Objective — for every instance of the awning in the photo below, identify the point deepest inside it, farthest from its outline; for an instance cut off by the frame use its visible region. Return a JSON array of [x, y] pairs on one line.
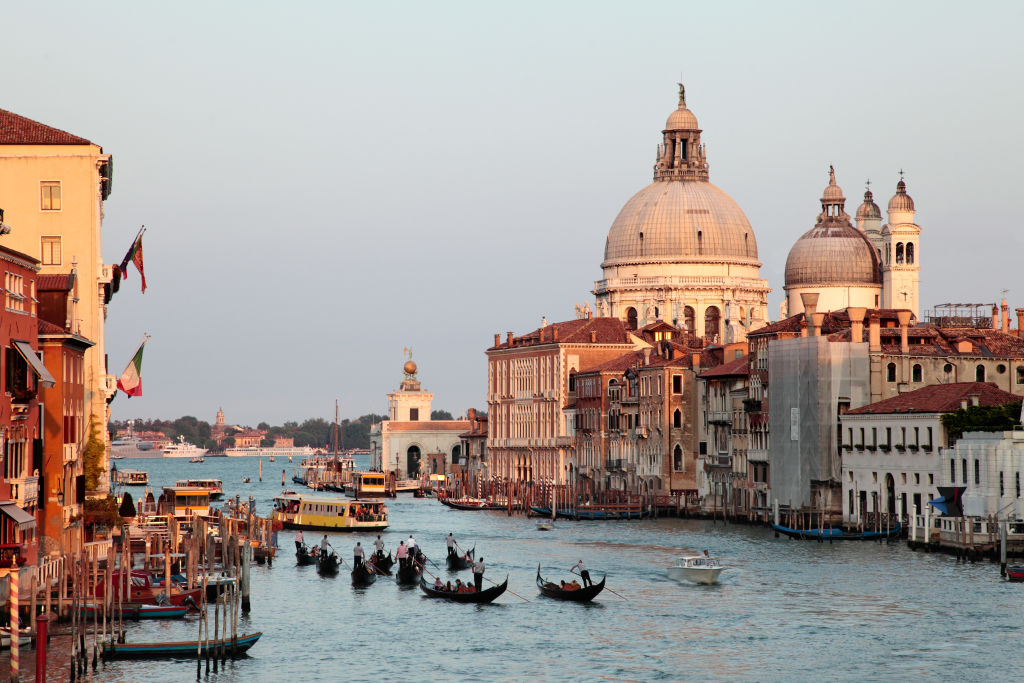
[[37, 366], [20, 517]]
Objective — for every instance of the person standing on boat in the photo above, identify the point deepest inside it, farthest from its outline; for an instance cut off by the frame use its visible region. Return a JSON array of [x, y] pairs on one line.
[[357, 555], [402, 554], [478, 574], [584, 573]]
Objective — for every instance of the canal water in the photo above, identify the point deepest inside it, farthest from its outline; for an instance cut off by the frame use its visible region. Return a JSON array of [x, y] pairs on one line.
[[784, 609]]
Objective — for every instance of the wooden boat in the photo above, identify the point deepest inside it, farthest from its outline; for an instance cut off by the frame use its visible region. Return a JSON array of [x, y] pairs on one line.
[[180, 649], [327, 564], [584, 594], [136, 610], [586, 513], [329, 514], [364, 575], [484, 596], [409, 574], [833, 534], [303, 558], [1015, 572], [456, 561]]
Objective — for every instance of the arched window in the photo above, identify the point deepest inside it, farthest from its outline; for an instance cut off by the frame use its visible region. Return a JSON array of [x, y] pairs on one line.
[[713, 317]]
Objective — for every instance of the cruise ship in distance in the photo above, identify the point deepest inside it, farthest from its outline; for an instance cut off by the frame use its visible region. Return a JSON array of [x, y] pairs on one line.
[[260, 451]]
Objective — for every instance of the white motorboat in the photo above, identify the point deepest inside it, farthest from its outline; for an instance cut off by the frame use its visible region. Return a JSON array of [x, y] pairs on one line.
[[182, 450], [696, 568]]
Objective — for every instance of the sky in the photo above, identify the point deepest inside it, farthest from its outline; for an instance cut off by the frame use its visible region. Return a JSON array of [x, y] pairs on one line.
[[327, 183]]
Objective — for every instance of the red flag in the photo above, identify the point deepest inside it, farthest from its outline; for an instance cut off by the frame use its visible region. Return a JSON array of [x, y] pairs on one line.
[[136, 258]]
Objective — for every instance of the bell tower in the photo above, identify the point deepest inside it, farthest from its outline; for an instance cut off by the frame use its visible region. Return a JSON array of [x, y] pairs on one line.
[[901, 257]]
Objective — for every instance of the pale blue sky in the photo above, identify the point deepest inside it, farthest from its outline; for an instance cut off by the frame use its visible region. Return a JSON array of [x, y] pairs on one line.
[[326, 183]]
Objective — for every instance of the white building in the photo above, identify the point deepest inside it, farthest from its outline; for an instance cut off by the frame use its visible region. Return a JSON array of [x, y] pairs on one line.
[[891, 449]]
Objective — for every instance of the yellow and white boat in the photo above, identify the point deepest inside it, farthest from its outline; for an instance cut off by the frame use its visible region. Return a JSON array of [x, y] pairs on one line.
[[329, 514]]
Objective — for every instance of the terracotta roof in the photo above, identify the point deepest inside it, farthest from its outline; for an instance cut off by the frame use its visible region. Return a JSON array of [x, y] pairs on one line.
[[16, 129], [431, 425], [55, 283], [737, 368], [606, 331], [939, 398]]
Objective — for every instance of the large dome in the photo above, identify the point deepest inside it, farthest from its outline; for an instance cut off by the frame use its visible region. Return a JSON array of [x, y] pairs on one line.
[[681, 220]]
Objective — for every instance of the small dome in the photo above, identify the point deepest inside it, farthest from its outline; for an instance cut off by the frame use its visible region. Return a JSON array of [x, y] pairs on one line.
[[900, 201], [681, 119], [868, 209]]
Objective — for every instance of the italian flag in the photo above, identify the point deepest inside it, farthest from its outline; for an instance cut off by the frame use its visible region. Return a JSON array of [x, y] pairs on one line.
[[131, 379]]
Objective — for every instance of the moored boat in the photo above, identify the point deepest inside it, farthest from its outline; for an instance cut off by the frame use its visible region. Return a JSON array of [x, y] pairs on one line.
[[571, 594], [184, 649], [484, 596], [697, 568]]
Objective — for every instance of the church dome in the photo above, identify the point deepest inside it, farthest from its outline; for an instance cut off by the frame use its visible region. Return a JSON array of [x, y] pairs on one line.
[[868, 209], [680, 220], [834, 252], [900, 201]]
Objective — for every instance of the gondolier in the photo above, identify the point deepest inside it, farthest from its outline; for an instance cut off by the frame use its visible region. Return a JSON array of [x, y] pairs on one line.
[[584, 573], [357, 554], [478, 574]]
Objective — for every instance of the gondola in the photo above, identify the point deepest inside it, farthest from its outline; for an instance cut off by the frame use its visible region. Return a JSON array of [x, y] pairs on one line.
[[409, 574], [302, 556], [327, 563], [364, 574], [585, 594], [456, 561], [487, 595]]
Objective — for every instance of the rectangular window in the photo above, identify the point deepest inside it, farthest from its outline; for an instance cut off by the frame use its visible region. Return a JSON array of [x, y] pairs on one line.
[[51, 251], [49, 196]]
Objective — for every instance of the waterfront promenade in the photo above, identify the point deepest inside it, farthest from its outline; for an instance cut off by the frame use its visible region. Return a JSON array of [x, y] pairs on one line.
[[785, 610]]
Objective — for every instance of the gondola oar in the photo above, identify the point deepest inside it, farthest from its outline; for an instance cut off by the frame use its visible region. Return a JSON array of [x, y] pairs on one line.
[[605, 587]]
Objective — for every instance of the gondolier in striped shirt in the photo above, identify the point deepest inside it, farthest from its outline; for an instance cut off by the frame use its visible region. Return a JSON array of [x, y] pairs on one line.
[[478, 574], [584, 573]]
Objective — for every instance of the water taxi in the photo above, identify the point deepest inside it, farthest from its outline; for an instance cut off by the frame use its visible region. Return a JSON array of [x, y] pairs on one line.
[[215, 486], [698, 568], [184, 502], [131, 477], [329, 514], [368, 484]]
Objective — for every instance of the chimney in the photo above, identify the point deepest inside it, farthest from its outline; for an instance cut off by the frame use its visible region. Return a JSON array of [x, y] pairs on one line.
[[904, 326], [856, 324], [810, 301]]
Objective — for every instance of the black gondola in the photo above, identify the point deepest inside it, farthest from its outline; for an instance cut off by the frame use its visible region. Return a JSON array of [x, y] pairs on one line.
[[486, 595], [327, 563], [364, 575], [456, 561], [585, 594], [302, 556], [409, 574]]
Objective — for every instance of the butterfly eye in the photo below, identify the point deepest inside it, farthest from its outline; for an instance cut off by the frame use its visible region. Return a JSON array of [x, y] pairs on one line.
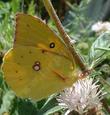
[[52, 45]]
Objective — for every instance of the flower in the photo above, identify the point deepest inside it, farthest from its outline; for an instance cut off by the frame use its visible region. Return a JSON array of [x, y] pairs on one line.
[[82, 96], [100, 27]]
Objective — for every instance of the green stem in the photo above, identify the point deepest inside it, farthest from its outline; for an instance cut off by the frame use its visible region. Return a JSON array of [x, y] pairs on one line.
[[64, 35]]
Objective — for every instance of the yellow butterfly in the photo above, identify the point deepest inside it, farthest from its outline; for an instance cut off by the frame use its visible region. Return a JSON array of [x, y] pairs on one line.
[[39, 63]]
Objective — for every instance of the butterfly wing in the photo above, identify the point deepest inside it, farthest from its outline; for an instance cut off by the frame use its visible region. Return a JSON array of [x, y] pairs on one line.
[[39, 64]]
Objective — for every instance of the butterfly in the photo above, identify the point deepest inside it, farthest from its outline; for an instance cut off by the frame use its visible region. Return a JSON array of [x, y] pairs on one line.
[[39, 63]]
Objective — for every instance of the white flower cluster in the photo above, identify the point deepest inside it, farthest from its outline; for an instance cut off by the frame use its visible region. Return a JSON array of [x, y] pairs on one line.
[[82, 96], [101, 27]]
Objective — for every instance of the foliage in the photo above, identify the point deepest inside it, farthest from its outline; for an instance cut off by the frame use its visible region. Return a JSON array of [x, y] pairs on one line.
[[93, 48]]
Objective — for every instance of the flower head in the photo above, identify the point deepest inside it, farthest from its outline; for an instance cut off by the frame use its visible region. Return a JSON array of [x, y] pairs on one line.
[[100, 27], [82, 96]]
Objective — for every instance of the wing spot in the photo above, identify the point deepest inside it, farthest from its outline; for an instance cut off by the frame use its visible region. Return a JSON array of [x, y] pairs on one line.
[[30, 52], [28, 25], [36, 66], [16, 71], [52, 45]]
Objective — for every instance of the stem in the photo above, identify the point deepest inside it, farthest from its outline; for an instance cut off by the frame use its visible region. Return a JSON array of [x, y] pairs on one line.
[[64, 35]]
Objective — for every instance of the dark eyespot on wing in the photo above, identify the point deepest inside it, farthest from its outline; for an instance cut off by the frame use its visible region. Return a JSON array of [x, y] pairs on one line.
[[36, 66], [16, 71], [21, 56], [30, 52]]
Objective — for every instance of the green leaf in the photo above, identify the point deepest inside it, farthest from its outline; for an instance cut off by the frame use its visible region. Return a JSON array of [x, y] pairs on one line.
[[96, 55]]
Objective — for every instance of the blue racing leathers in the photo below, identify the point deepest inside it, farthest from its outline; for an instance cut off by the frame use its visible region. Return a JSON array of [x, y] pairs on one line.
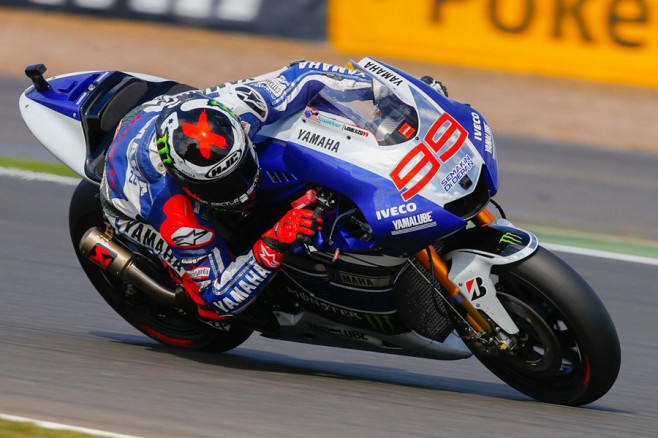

————————

GIVEN TASK: Reproduce only the items from the line containing "Objective — for every instance of the butterfly in" through the line containing "[[30, 52], [28, 25], [36, 66], [16, 71], [52, 45]]", substituting "most distant from its outline" for "farthest from its outline" wherever it occurs and leaving everything else unchanged.

TASK OUTPUT:
Objective — for every instance of the butterfly in the photo above, identify the point deepest inside it, most distant from its outline; for an instance cut off by the frame use its visible region. Return a JSON array of [x, y] pairs on one line.
[[39, 63]]
Objective — for every instance of the white flower cluster in the photo above, identify the point deepest inside it, most distant from its outline; for an instance cut off by the frame use its visible region. Return a JSON array of [x, y] pairs on one line.
[[82, 96], [101, 27]]
Objective — for every instance of the foliage in the photo above, identify the point deepest inside it, most distant from its outline; for an instance cut off by the frame use its visible region. Return a JSON array of [x, y] pairs on one line.
[[93, 48]]
Objective — for every instance of the flower head in the photo above, identify the point deepest inside it, most distant from its outline; for an instance cut off by the frame use its visible region. Return a JSON array of [x, y] pairs on one line.
[[100, 27], [82, 96]]
Objective — for every instance of the wing spot in the photo above, identify the point deepest inside it, most distant from its outline; for an instance cut off by the frame use its visible region. Return a JSON array of [x, y] pairs on one line.
[[30, 52], [28, 25], [36, 66], [16, 71], [52, 45]]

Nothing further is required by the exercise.